**Instructions to follow:** Reproduce the data below verbatim, starting at its first line and ending at the line that contains "[[[4,105],[0,104],[0,118],[3,116],[3,111],[4,111]]]", with both of those lines included. Omit the picture from your copy.
*** Information provided ***
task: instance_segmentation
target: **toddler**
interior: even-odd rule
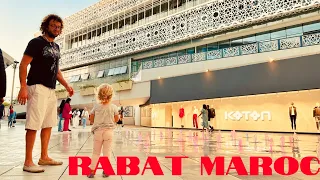
[[[97,92],[98,103],[90,113],[90,121],[93,123],[91,132],[94,136],[94,143],[90,166],[91,173],[88,178],[94,178],[94,169],[98,163],[101,149],[104,157],[111,157],[113,129],[119,120],[117,106],[110,103],[113,96],[112,86],[102,84],[98,87]],[[103,172],[103,177],[108,177],[108,175]]]

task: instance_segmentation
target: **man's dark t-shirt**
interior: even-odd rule
[[[59,45],[39,36],[29,42],[24,54],[33,57],[27,85],[42,84],[55,89],[60,59]]]
[[[4,105],[0,104],[0,118],[3,116],[3,111],[4,111]]]

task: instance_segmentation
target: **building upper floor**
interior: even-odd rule
[[[141,25],[137,23],[137,26],[130,26],[129,29],[124,28],[124,25],[126,25],[126,17],[130,19],[130,23],[133,22],[134,18],[131,15],[123,16],[123,26],[119,21],[120,16],[117,15],[118,18],[112,18],[111,24],[105,24],[98,18],[96,21],[92,21],[92,23],[96,23],[94,26],[91,27],[91,25],[82,23],[85,28],[73,32],[68,31],[67,27],[70,26],[70,22],[67,18],[66,30],[57,39],[57,43],[63,49],[61,68],[66,70],[120,57],[135,56],[150,50],[186,42],[190,39],[216,37],[228,31],[241,31],[279,19],[290,19],[293,16],[300,17],[301,14],[311,14],[310,16],[312,16],[315,15],[313,12],[319,8],[317,0],[182,0],[175,1],[177,4],[172,6],[170,6],[171,1],[169,0],[161,0],[158,5],[155,2],[158,1],[151,1],[152,6],[150,7],[151,12],[156,14],[151,13],[150,16],[146,17],[148,9],[144,8],[144,15],[141,17],[151,18],[153,15],[157,15],[158,11],[154,8],[158,5],[161,15],[163,2],[168,3],[168,12],[170,7],[172,7],[172,10],[180,7],[189,8],[174,13],[166,13],[165,17],[154,18],[152,21]],[[124,15],[126,12],[127,10],[121,11]],[[139,17],[139,13],[132,11],[132,8],[129,12],[134,12]],[[316,15],[319,16],[319,14]],[[90,13],[87,16],[95,17]],[[113,21],[114,19],[117,22]],[[137,21],[139,21],[139,18]],[[146,20],[142,21],[146,22]],[[72,27],[76,26],[72,25]],[[112,33],[113,28],[119,29],[119,27],[123,31]]]

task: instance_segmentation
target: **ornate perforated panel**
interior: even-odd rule
[[[61,67],[96,62],[186,40],[190,37],[263,22],[319,7],[316,0],[216,0],[155,23],[62,53]],[[91,15],[92,16],[92,15]],[[90,17],[91,17],[90,16]],[[95,16],[92,16],[95,17]],[[294,42],[288,42],[293,43]],[[260,51],[272,50],[272,42],[260,44]],[[240,52],[225,51],[230,56]],[[248,52],[250,53],[250,52]],[[212,58],[219,53],[210,54]],[[177,61],[177,60],[176,60]],[[166,64],[177,64],[166,60]],[[159,62],[156,65],[161,65]],[[144,62],[143,67],[153,67]]]
[[[69,17],[65,21],[64,33],[68,34],[74,30],[86,28],[97,22],[105,21],[108,17],[132,8],[149,0],[102,0],[82,11],[79,11]]]

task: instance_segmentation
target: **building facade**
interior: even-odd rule
[[[290,131],[294,101],[304,121],[297,130],[316,131],[317,99],[308,93],[320,86],[319,3],[101,0],[66,17],[56,39],[60,68],[76,90],[72,105],[91,108],[107,82],[127,124],[196,128],[195,109],[208,104],[218,129]],[[67,97],[61,85],[57,96]]]

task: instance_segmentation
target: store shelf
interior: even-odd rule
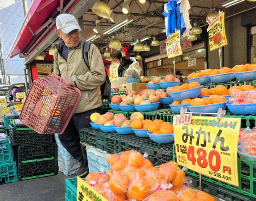
[[[18,181],[16,162],[0,163],[0,184]]]

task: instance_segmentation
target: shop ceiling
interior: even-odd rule
[[[129,13],[124,14],[122,11],[124,0],[109,0],[108,3],[110,8],[113,11],[114,22],[108,19],[100,18],[95,14],[91,10],[88,10],[83,16],[84,38],[87,40],[95,35],[93,31],[96,27],[96,22],[98,20],[97,28],[100,32],[97,37],[91,41],[100,49],[108,47],[112,36],[116,35],[118,39],[124,46],[130,45],[137,39],[143,39],[146,36],[151,38],[143,42],[148,44],[153,40],[152,36],[158,36],[159,39],[164,39],[165,29],[164,18],[162,14],[164,4],[167,0],[149,0],[144,4],[140,4],[137,0],[130,0]],[[225,17],[232,16],[236,14],[242,12],[256,8],[256,2],[249,2],[246,0],[227,8],[222,7],[222,4],[226,1],[223,0],[189,0],[191,9],[189,11],[191,23],[199,22],[201,26],[206,25],[206,18],[207,13],[212,7],[216,10],[223,10],[225,12]],[[129,24],[111,33],[104,34],[110,27],[113,27],[128,18]],[[98,22],[99,21],[98,21]],[[95,38],[95,37],[94,37]]]

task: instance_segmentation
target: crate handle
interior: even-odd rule
[[[52,156],[48,158],[41,158],[40,159],[34,159],[33,160],[27,160],[26,161],[21,161],[21,162],[23,163],[31,163],[32,162],[38,162],[40,161],[44,161],[53,160],[54,159],[54,157]]]

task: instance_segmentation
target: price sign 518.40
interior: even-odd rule
[[[238,186],[237,145],[241,119],[218,120],[215,117],[196,116],[192,119],[189,124],[174,124],[178,164]]]

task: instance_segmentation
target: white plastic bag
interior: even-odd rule
[[[140,72],[142,70],[138,62],[133,62],[129,66],[129,68],[124,72],[124,77],[126,79],[132,78],[139,78]]]

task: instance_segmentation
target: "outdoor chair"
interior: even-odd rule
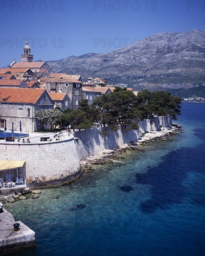
[[[6,181],[11,182],[12,181],[12,175],[11,174],[6,173]]]

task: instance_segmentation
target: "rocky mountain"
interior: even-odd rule
[[[106,54],[48,61],[52,71],[102,77],[109,83],[204,82],[205,31],[155,34]]]

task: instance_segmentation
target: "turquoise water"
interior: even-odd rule
[[[183,133],[5,204],[36,232],[15,255],[204,255],[205,104],[182,106]]]

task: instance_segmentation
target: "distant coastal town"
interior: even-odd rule
[[[183,101],[189,102],[205,102],[205,99],[203,97],[198,97],[194,95],[192,97],[183,99]]]

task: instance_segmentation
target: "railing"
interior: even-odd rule
[[[17,182],[8,182],[0,183],[0,189],[12,189],[13,188],[26,187],[26,181]]]

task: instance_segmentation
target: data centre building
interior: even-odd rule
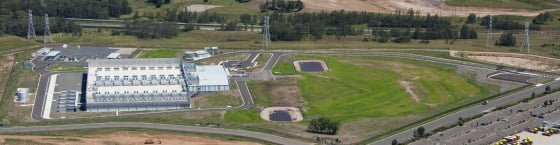
[[[229,90],[223,66],[197,66],[180,58],[89,60],[88,112],[190,108],[198,93]]]

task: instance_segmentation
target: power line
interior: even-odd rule
[[[49,28],[49,14],[45,14],[45,34],[43,35],[43,47],[46,47],[47,43],[53,42],[51,37],[51,29]]]
[[[268,50],[270,45],[270,16],[264,16],[263,50]]]
[[[490,15],[490,21],[488,22],[488,36],[486,37],[486,48],[492,48],[494,41],[492,39],[492,15]]]
[[[525,23],[525,35],[523,35],[523,41],[521,42],[521,48],[519,52],[522,52],[524,48],[527,48],[527,53],[531,53],[531,42],[529,41],[529,22]]]
[[[37,39],[37,36],[35,35],[35,27],[33,26],[33,13],[31,12],[31,9],[28,10],[27,15],[29,16],[29,22],[27,22],[29,24],[29,26],[27,26],[27,39],[31,39],[31,37]]]

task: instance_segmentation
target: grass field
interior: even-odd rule
[[[228,111],[224,116],[224,119],[228,122],[238,123],[256,123],[261,121],[257,110]]]
[[[154,49],[154,50],[141,50],[137,58],[173,58],[181,53],[179,49]]]
[[[331,71],[318,75],[299,73],[304,76],[298,85],[308,105],[307,117],[348,122],[424,114],[489,95],[477,84],[456,75],[451,66],[382,58],[312,58],[326,59]],[[409,83],[419,102],[399,81]],[[258,92],[259,87],[254,91]]]
[[[132,7],[133,12],[129,15],[123,15],[121,18],[132,18],[134,16],[134,11],[138,11],[139,16],[143,16],[145,13],[150,14],[156,13],[165,14],[169,10],[182,10],[183,8],[192,4],[206,4],[206,5],[219,5],[222,7],[209,9],[210,14],[217,13],[226,16],[227,20],[239,19],[241,14],[257,14],[258,11],[248,9],[242,3],[238,3],[234,0],[209,0],[208,3],[204,3],[202,0],[172,0],[171,4],[162,5],[161,8],[156,9],[152,4],[145,3],[145,0],[128,0],[128,3]],[[200,12],[199,12],[200,13]]]
[[[200,97],[200,99],[194,101],[194,108],[226,108],[227,106],[237,107],[242,103],[241,97],[224,95],[220,93],[197,97]]]
[[[5,36],[0,37],[0,44],[2,44],[2,45],[0,45],[0,52],[2,52],[4,50],[9,50],[9,49],[39,45],[40,43],[38,41],[33,40],[33,39],[27,40],[27,39],[22,38],[22,37],[17,37],[17,36],[13,36],[13,35],[5,35]]]
[[[32,52],[34,51],[28,50],[18,53],[16,61],[23,63]],[[35,92],[38,79],[39,75],[31,69],[24,69],[23,65],[14,66],[13,73],[6,84],[7,90],[5,94],[2,94],[0,102],[0,120],[4,125],[24,123],[30,119],[31,108],[16,106],[13,103],[14,95],[12,94],[15,94],[17,88],[29,88],[29,92]]]
[[[48,68],[51,72],[85,72],[87,67],[83,66],[51,66]]]
[[[453,6],[542,10],[554,8],[542,0],[448,0]]]

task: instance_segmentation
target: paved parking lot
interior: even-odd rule
[[[558,97],[560,92],[504,110],[490,112],[483,117],[466,122],[463,126],[445,130],[412,144],[492,144],[505,136],[540,126],[547,119],[560,118]],[[544,106],[544,102],[548,100],[556,101],[552,105]],[[538,118],[541,115],[542,118]]]

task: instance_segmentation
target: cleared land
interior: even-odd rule
[[[226,108],[237,107],[243,102],[237,90],[221,91],[192,98],[194,108]]]
[[[555,8],[544,0],[447,0],[452,6],[543,10]],[[553,2],[553,1],[550,1]]]
[[[451,0],[452,4],[459,1],[465,0]],[[455,2],[457,1],[457,2]],[[481,5],[487,6],[491,3],[480,3],[479,1],[487,0],[471,0],[473,2],[462,2],[468,3],[469,6]],[[490,1],[500,1],[500,0],[490,0]],[[536,16],[539,13],[545,11],[558,10],[557,6],[547,4],[544,2],[533,2],[538,0],[524,0],[527,2],[520,2],[521,0],[507,0],[508,4],[500,4],[502,6],[490,6],[499,8],[480,8],[480,7],[461,7],[461,6],[449,6],[444,0],[302,0],[305,4],[303,11],[307,12],[317,12],[317,11],[368,11],[368,12],[379,12],[379,13],[393,13],[395,10],[406,10],[413,8],[414,10],[420,10],[422,14],[431,13],[439,14],[442,16],[467,16],[470,13],[475,13],[477,15],[521,15],[521,16]],[[514,5],[510,5],[514,2]],[[474,3],[474,4],[473,4]],[[258,8],[258,7],[257,7]],[[527,9],[539,9],[539,11],[532,10],[520,10],[512,8],[527,8]],[[554,9],[547,9],[554,8]],[[546,9],[546,10],[541,10]]]
[[[456,75],[451,66],[359,58],[327,58],[326,62],[331,71],[303,74],[305,79],[298,80],[308,116],[339,121],[406,116],[487,95]]]
[[[108,145],[108,144],[144,144],[147,137],[158,137],[162,144],[189,144],[189,145],[259,145],[261,143],[251,142],[247,139],[236,139],[230,136],[205,136],[200,134],[173,133],[163,131],[117,131],[117,130],[95,130],[86,134],[70,134],[71,132],[54,132],[44,135],[0,135],[0,144],[29,145],[29,144],[51,144],[51,145]],[[83,132],[79,132],[83,133]],[[95,133],[95,134],[93,134]],[[157,142],[156,142],[157,144]]]

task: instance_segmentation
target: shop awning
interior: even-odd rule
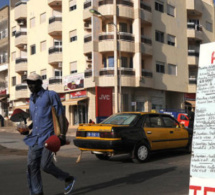
[[[17,108],[19,108],[19,109],[29,109],[29,105],[26,104],[26,105],[15,106],[15,109],[17,109]]]
[[[188,103],[188,104],[191,104],[192,107],[196,107],[196,101],[194,101],[194,100],[193,101],[192,100],[189,100],[189,101],[187,100],[185,102]]]
[[[86,100],[86,99],[88,99],[88,97],[69,99],[69,100],[63,101],[62,104],[64,106],[68,106],[68,105],[74,106],[74,105],[77,105],[78,102],[80,102],[82,100]]]

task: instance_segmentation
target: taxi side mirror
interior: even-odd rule
[[[180,128],[185,128],[184,124],[180,124]]]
***
**Task response:**
task: instance_segmentation
target: **toddler**
interior: even-odd rule
[[[97,92],[98,103],[90,113],[90,121],[93,123],[91,132],[94,136],[94,143],[90,166],[91,173],[88,178],[94,178],[94,169],[98,163],[101,149],[104,157],[111,157],[113,129],[119,120],[117,106],[110,103],[113,96],[112,86],[102,84],[98,87]],[[103,172],[103,177],[108,177],[108,175]]]

task: instance_segmentation
target: **man's dark t-shirt**
interior: even-odd rule
[[[59,45],[39,36],[29,42],[24,54],[33,57],[27,85],[42,84],[55,89],[60,59]]]
[[[4,105],[0,104],[0,118],[3,116],[3,111],[4,111]]]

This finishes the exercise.